> Your objective
Will you restate verbatim the lines running from the line with "ceiling fan this" to the end of the data, leaving out everything else?

——

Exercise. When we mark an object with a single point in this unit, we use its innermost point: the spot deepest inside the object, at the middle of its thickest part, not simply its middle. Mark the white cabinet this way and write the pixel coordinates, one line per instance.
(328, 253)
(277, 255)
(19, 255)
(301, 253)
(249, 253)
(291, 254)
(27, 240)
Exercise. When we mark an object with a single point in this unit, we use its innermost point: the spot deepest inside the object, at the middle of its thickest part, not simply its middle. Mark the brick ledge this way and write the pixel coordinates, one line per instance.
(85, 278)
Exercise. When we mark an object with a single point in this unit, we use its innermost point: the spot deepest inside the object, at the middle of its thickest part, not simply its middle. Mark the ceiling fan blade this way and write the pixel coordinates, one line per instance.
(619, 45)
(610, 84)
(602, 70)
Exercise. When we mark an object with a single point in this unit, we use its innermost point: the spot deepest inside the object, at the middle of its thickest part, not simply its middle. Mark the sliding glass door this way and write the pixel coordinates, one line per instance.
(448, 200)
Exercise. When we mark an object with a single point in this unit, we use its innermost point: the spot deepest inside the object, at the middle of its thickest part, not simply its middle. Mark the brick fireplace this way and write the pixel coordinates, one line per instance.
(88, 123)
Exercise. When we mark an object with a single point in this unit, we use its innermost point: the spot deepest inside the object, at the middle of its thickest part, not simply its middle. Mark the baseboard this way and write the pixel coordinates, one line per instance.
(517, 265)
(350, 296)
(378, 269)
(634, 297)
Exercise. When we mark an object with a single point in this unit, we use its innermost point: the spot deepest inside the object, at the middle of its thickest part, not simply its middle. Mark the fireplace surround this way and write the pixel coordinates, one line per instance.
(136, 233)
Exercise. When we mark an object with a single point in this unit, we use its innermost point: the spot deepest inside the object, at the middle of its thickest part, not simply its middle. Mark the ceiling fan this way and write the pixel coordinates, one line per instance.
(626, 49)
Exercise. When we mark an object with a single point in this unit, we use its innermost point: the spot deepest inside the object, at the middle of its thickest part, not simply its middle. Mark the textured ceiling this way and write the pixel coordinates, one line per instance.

——

> Solved exercise
Exercise. When we mark an object with a single point in this unit, we use its innermost point: the spot deepest inside the object, at the middle of its thickest part, not simply its middle. Mark the ceiling fan this way and write the pixel coordinates, one line per instance.
(626, 49)
Exercise. When we mark an object with a single point in this unit, we use its innermost point: the spot deepest inside the object, at the middle of its thickest part, not simply its middle. Mark the textured ceiling this way and write the pixel coordinates, one line per instance.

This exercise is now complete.